■ **WHAT THE TASK ASKS**: Each entry below is to be copied verbatim, with no line missing.

[Segmentation mask data]
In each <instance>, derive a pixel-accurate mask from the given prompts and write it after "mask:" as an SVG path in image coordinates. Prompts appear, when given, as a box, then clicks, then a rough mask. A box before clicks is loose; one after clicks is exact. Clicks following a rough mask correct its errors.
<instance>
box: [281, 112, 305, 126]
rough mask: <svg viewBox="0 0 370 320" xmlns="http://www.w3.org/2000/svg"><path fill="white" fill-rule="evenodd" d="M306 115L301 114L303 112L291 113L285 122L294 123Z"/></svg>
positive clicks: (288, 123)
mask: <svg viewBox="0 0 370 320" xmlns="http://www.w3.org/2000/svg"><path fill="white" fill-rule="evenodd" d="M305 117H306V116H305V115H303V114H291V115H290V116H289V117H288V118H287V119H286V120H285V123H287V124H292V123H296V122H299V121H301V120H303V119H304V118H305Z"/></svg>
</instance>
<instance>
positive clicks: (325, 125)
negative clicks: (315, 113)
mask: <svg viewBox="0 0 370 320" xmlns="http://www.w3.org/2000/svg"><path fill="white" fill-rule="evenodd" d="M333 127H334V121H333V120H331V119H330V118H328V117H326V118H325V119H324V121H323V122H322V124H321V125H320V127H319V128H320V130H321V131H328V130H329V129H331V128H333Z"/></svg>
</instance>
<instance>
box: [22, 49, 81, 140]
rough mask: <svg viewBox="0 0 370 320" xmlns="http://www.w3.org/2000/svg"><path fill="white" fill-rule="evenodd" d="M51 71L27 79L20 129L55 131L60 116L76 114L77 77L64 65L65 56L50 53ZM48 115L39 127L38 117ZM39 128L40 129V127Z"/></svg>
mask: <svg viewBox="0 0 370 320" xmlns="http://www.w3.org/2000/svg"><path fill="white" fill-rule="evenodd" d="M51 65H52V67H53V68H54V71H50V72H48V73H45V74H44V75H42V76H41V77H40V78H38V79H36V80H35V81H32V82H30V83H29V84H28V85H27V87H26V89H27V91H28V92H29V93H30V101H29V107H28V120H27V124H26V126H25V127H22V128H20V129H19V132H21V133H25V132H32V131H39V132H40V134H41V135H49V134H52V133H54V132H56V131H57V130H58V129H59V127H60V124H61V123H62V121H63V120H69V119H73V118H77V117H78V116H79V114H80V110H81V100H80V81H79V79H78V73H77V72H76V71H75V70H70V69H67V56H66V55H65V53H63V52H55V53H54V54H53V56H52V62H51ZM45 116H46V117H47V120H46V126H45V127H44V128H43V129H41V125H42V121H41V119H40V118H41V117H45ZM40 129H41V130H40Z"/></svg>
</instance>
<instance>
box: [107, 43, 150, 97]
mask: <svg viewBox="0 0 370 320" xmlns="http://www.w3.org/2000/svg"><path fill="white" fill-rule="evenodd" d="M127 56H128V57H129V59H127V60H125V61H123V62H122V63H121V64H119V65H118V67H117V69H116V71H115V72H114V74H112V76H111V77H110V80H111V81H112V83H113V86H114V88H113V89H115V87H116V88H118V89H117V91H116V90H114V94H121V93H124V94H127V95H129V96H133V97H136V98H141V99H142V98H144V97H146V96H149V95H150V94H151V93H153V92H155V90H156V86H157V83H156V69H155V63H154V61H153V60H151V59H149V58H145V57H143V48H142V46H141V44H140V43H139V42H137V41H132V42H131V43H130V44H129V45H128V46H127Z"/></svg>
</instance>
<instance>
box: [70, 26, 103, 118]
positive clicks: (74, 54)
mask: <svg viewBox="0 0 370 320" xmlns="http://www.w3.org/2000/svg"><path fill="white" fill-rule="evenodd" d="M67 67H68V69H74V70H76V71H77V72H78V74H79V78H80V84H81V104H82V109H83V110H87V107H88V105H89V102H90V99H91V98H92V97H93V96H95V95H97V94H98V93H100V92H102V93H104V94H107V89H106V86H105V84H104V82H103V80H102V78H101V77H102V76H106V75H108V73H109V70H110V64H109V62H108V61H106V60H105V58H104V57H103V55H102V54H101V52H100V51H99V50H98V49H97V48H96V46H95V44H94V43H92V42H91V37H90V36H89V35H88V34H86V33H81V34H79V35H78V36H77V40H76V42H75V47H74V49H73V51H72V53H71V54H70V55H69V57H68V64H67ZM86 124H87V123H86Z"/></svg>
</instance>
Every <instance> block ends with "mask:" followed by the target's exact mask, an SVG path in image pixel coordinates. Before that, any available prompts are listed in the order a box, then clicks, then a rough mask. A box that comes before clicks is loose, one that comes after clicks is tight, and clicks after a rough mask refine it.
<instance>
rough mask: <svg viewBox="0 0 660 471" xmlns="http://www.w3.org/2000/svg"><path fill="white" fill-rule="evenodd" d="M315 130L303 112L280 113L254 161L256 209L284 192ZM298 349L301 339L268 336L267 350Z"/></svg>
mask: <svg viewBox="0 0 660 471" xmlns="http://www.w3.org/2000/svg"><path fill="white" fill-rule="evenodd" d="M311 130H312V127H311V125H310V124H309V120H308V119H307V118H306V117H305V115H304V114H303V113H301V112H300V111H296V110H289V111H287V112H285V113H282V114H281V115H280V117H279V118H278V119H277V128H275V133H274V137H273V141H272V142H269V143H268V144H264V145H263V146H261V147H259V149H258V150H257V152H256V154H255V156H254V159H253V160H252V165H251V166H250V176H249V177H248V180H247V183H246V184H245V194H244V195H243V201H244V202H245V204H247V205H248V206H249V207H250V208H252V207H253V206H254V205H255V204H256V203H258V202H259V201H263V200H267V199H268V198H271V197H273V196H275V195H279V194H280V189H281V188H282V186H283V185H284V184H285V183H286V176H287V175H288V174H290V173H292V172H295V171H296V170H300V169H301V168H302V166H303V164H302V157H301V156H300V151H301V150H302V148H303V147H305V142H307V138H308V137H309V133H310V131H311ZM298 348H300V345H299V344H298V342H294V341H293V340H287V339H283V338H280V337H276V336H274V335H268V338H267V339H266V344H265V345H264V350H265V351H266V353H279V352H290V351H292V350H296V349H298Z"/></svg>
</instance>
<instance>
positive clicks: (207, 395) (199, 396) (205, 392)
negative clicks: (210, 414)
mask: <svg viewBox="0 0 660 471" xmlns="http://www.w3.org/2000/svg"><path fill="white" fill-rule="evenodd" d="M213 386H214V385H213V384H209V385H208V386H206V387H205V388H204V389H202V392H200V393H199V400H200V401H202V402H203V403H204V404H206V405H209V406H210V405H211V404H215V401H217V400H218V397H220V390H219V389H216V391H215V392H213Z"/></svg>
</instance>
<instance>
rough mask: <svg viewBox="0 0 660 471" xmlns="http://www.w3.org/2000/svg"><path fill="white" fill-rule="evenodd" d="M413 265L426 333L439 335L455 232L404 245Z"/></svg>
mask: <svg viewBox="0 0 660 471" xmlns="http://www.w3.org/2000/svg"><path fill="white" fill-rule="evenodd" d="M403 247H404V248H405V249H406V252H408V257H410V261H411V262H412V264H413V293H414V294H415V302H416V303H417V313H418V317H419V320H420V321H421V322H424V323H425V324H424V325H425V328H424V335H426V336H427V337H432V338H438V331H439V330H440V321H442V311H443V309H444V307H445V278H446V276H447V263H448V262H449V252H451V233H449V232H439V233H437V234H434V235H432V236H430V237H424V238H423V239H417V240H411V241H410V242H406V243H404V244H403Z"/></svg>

■ **EXERCISE OUTPUT**:
In each <instance>, derive a pixel-accurate mask from the given prompts and write it after "mask:" as an SVG path in image coordinates. Prompts appear, when given, as a box, then clicks, then a rough mask. A box before clicks is loose; one after clicks is exact. Clicks following a rough mask correct its errors.
<instance>
box: [281, 112, 305, 126]
rough mask: <svg viewBox="0 0 370 320" xmlns="http://www.w3.org/2000/svg"><path fill="white" fill-rule="evenodd" d="M306 115L301 114L303 112L291 113L285 122L294 123Z"/></svg>
positive clicks: (288, 123)
mask: <svg viewBox="0 0 370 320" xmlns="http://www.w3.org/2000/svg"><path fill="white" fill-rule="evenodd" d="M305 117H306V116H305V115H303V114H291V115H290V116H289V117H288V118H287V119H286V120H285V123H287V124H292V123H296V122H299V121H301V120H303V119H304V118H305Z"/></svg>
</instance>
<instance>
positive clicks: (325, 125)
negative clicks: (315, 113)
mask: <svg viewBox="0 0 370 320" xmlns="http://www.w3.org/2000/svg"><path fill="white" fill-rule="evenodd" d="M333 127H334V121H333V120H331V119H330V118H328V117H326V118H325V119H324V121H323V122H322V124H321V125H320V127H319V128H320V130H321V131H328V130H329V129H331V128H333Z"/></svg>
</instance>
<instance>
box: [22, 49, 81, 140]
rough mask: <svg viewBox="0 0 370 320" xmlns="http://www.w3.org/2000/svg"><path fill="white" fill-rule="evenodd" d="M51 71L27 79L20 129L55 131L60 116L76 114L77 77L64 65L65 56L50 53ZM48 115L39 127L38 117ZM39 128L40 129V127Z"/></svg>
mask: <svg viewBox="0 0 370 320" xmlns="http://www.w3.org/2000/svg"><path fill="white" fill-rule="evenodd" d="M51 65H52V67H53V68H54V71H50V72H48V73H45V74H44V75H42V76H41V77H40V78H38V79H36V80H35V81H32V82H30V83H29V84H28V85H27V87H26V89H27V91H28V92H29V93H30V101H29V107H28V120H27V124H26V126H25V127H22V128H20V129H19V132H21V133H25V132H32V131H39V132H40V134H41V135H49V134H52V133H54V132H56V131H57V130H58V129H59V127H60V124H61V123H62V121H63V120H69V119H73V118H77V117H78V116H79V114H80V110H81V100H80V81H79V79H78V73H77V72H76V71H75V70H70V69H67V56H66V55H65V53H63V52H55V53H54V54H53V56H52V62H51ZM45 116H46V117H47V120H46V126H45V127H44V128H43V129H41V125H42V121H41V119H40V118H41V117H45ZM40 129H41V130H40Z"/></svg>
</instance>
<instance>
box: [107, 43, 150, 97]
mask: <svg viewBox="0 0 370 320" xmlns="http://www.w3.org/2000/svg"><path fill="white" fill-rule="evenodd" d="M127 56H128V57H129V59H127V60H125V61H123V62H122V63H121V64H119V65H118V67H117V69H116V71H115V72H114V74H112V76H111V77H110V80H111V81H112V83H113V86H114V88H113V89H115V87H116V88H118V89H117V91H116V90H114V94H121V93H124V94H127V95H129V96H133V97H136V98H141V99H142V98H144V97H146V96H149V95H150V94H151V93H153V92H155V90H156V86H157V83H156V69H155V63H154V61H153V60H151V59H149V58H145V57H143V48H142V46H141V44H140V43H139V42H137V41H132V42H131V43H130V44H129V45H128V46H127Z"/></svg>
</instance>
<instance>
box: [70, 26, 103, 118]
positive clicks: (74, 54)
mask: <svg viewBox="0 0 370 320" xmlns="http://www.w3.org/2000/svg"><path fill="white" fill-rule="evenodd" d="M67 67H68V69H74V70H76V71H77V72H78V74H79V78H80V84H81V104H82V109H83V110H87V107H88V105H89V102H90V99H91V98H92V97H93V96H95V95H97V94H98V93H100V92H102V93H104V94H107V89H106V86H105V84H104V82H103V80H102V78H101V77H102V76H106V75H108V73H109V70H110V64H109V62H108V61H106V60H105V58H104V57H103V55H102V54H101V52H100V51H99V50H98V49H97V48H96V46H95V44H94V43H92V42H91V37H90V36H89V35H88V34H86V33H81V34H79V35H78V36H77V40H76V42H75V47H74V49H73V51H72V53H71V54H70V55H69V57H68V64H67ZM86 124H87V123H86Z"/></svg>
</instance>
Every <instance> block ends with "mask:" followed by the target's exact mask, an SVG path in image pixel coordinates. Before that, any available prompts are listed in the order a box, then clicks, then a rough mask. A box that comes before clicks is loose, one that comes after clicks is tight, and clicks after a rough mask refine it.
<instance>
rough mask: <svg viewBox="0 0 660 471" xmlns="http://www.w3.org/2000/svg"><path fill="white" fill-rule="evenodd" d="M315 130L303 112L280 113L254 161L256 209L284 192ZM298 349L301 339L268 336L267 350Z"/></svg>
mask: <svg viewBox="0 0 660 471" xmlns="http://www.w3.org/2000/svg"><path fill="white" fill-rule="evenodd" d="M311 130H312V127H311V125H310V124H309V120H308V119H307V118H306V117H305V115H304V114H303V113H301V112H300V111H296V110H289V111H287V112H285V113H282V114H281V115H280V117H279V118H278V119H277V128H275V133H274V137H273V141H272V142H269V143H268V144H264V145H263V146H261V147H259V149H258V150H257V152H256V154H255V156H254V159H253V160H252V165H251V166H250V176H249V177H248V180H247V183H246V184H245V194H244V195H243V201H244V202H245V204H247V205H248V206H249V207H250V208H252V207H253V206H254V205H255V204H256V203H258V202H259V201H263V200H267V199H268V198H271V197H273V196H275V195H279V194H280V189H281V188H282V186H283V185H284V184H285V183H286V176H287V175H288V174H290V173H292V172H295V171H296V170H300V169H301V168H302V166H303V164H302V157H301V156H300V151H301V150H302V148H303V147H305V142H307V138H308V137H309V133H310V131H311ZM298 348H300V345H299V344H298V342H294V341H293V340H287V339H283V338H280V337H276V336H274V335H268V338H267V339H266V344H265V345H264V350H265V351H266V353H279V352H290V351H292V350H296V349H298Z"/></svg>
</instance>
<instance>
positive clicks: (207, 395) (199, 396) (205, 392)
negative clicks: (210, 414)
mask: <svg viewBox="0 0 660 471" xmlns="http://www.w3.org/2000/svg"><path fill="white" fill-rule="evenodd" d="M213 386H214V385H213V384H209V385H208V386H206V387H205V388H204V389H202V392H200V393H199V400H200V401H202V402H203V403H204V404H206V405H209V406H210V405H211V404H215V401H217V400H218V397H220V390H219V389H216V391H215V392H213Z"/></svg>
</instance>
<instance>
rough mask: <svg viewBox="0 0 660 471" xmlns="http://www.w3.org/2000/svg"><path fill="white" fill-rule="evenodd" d="M413 265L426 333L439 335L455 232L404 245Z"/></svg>
mask: <svg viewBox="0 0 660 471" xmlns="http://www.w3.org/2000/svg"><path fill="white" fill-rule="evenodd" d="M403 247H404V248H405V249H406V252H408V257H410V261H411V262H412V264H413V293H414V294H415V302H416V303H417V313H418V317H419V320H420V321H421V322H424V323H425V324H424V325H425V328H424V335H426V336H427V337H432V338H438V331H439V330H440V321H442V311H443V309H444V307H445V278H446V276H447V263H448V262H449V252H451V233H449V232H439V233H437V234H434V235H432V236H430V237H424V238H423V239H417V240H411V241H410V242H406V243H404V244H403Z"/></svg>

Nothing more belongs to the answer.